== SOURCE EXTRACT ==
= = = =

Monday, January 19, 2026

Who Knew Sidewalk Stoop Ball Was Illegal?

Who knew? 


Who knew that playing stoop ball in front of my childhood home on Avenue W in Brooklyn could have gotten me arrested? Or that playing stickball on the street could have similarly been my ticket to a ride to the police station on Avenue U?

 

I’ve never been arrested and hope I never will be, but by the letter of the law I conceivably dodged the long arm of the constabulary hundreds if not thousands of times as a youth growing up in Brooklyn. 


Reading a New York Times article Monday on an effort to rescind an old, still on the books Los Angeles law that prohibits ball playing on sidewalks and streets (https://www.nytimes.com/2026/01/14/us/los-angeles-catch-sidewalk-law.html?smid=nytcore-ios-share), I googled to see if New York City had a similar prohibition. 


Yup, it does. Who knew?

= = = =

Region pointing data

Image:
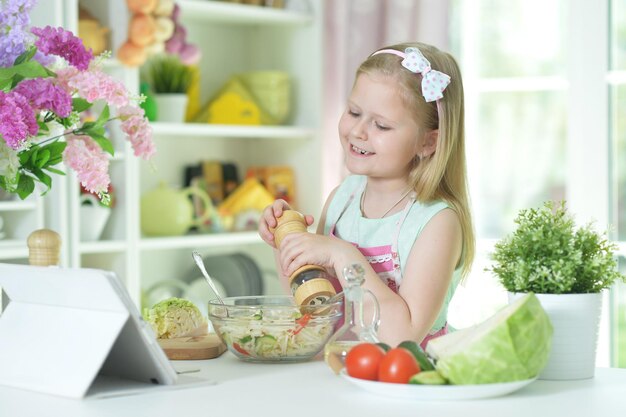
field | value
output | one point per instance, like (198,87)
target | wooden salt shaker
(44,247)
(309,284)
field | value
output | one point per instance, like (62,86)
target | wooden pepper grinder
(44,247)
(309,284)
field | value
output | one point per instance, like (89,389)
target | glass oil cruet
(354,330)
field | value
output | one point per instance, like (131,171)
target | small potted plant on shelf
(170,79)
(568,268)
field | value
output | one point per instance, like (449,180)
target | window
(617,82)
(543,106)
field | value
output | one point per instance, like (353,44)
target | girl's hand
(298,249)
(268,220)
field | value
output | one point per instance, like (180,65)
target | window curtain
(353,30)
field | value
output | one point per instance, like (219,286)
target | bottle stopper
(44,247)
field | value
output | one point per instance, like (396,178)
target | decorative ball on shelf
(44,247)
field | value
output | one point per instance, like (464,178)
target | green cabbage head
(512,345)
(175,317)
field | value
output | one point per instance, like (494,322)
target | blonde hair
(442,175)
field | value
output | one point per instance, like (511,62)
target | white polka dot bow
(433,81)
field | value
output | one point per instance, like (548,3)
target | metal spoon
(198,259)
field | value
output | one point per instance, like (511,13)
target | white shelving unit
(233,38)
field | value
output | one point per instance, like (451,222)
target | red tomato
(398,365)
(362,361)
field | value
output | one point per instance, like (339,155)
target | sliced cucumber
(428,378)
(416,350)
(264,343)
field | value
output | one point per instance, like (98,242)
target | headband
(433,81)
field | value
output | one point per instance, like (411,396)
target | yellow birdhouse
(232,105)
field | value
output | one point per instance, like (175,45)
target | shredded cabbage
(175,317)
(275,334)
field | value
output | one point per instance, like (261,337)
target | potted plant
(568,268)
(170,80)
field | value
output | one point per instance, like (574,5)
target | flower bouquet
(48,79)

= = = =

== INSTRUCTIONS ==
1 > Write out the stoop ball post from "I’ve never been" to "up in Brooklyn.".
2 > In the stoop ball post, which city's law did the New York Times article discuss?

== PER-TASK OUTPUTS ==
1 >
I’ve never been arrested and hope I never will be, but by the letter of the law I conceivably dodged the long arm of the constabulary hundreds if not thousands of times as a youth growing up in Brooklyn.

2 > Los Angeles